**Given passage**
9 entries

1957

An aluminium sphere the size of a beach ball beeped its way around the Earth every 96 minutes, and the world discovered it had not been watching the sky closely enough.

Nobel Prizes

  • Nobel Prize in Physics

    Chen Ning Yang · Tsung-Dao Lee

    For two decades, physicists had assumed that the weak nuclear force obeyed the same left-right symmetry as the other forces. Yang and Lee looked carefully at the experimental evidence in 1956 and noticed this assumption had simply never been tested. Chien-Shiung Wu tested it shortly after with a cobalt-60 experiment and found the symmetry broken — a result described at the time as the most startling discovery in physics since the neutron.

  • Nobel Prize in Chemistry

    Lord Todd

    Alexander Todd synthesised ATP, FAD, and related coenzymes, working out the exact chemical linkages that form the backbone of nucleic acids and establishing the structural chemistry of the molecules that power and carry information in every living cell. It is difficult to find a more consequential piece of synthetic chemistry from the decade.

**Problems to work on**
**A)** Reproduce a passage from the 1957 Nobel Prize page word for word, beginning at the words "An aluminium sphere" and stopping after "since the neutron.".
**B)** Summarize the 1957 Nobel Prize page in two sentences.

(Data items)
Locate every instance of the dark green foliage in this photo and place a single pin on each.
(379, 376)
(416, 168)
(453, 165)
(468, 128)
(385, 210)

**Results for the exercise**
**A)**
An aluminium sphere the size of a beach ball beeped its way around the Earth every 96 minutes, and the world discovered it had not been watching the sky closely enough.

Nobel Prizes

  • Nobel Prize in Physics

    Chen Ning Yang · Tsung-Dao Lee

    For two decades, physicists had assumed that the weak nuclear force obeyed the same left-right symmetry as the other forces. Yang and Lee looked carefully at the experimental evidence in 1956 and noticed this assumption had simply never been tested. Chien-Shiung Wu tested it shortly after with a cobalt-60 experiment and found the symmetry broken — a result described at the time as the most startling discovery in physics since the neutron.

**B)** The 1957 Nobel Prize in Physics is listed for Chen Ning Yang and Tsung-Dao Lee, who noticed that the assumed left-right symmetry of the weak nuclear force had never been tested, and Chien-Shiung Wu's cobalt-60 experiment soon found that symmetry broken. The Chemistry prize is listed for Lord Todd, who synthesized ATP, FAD, and related coenzymes and worked out the chemical linkages that form the backbone of nucleic acids.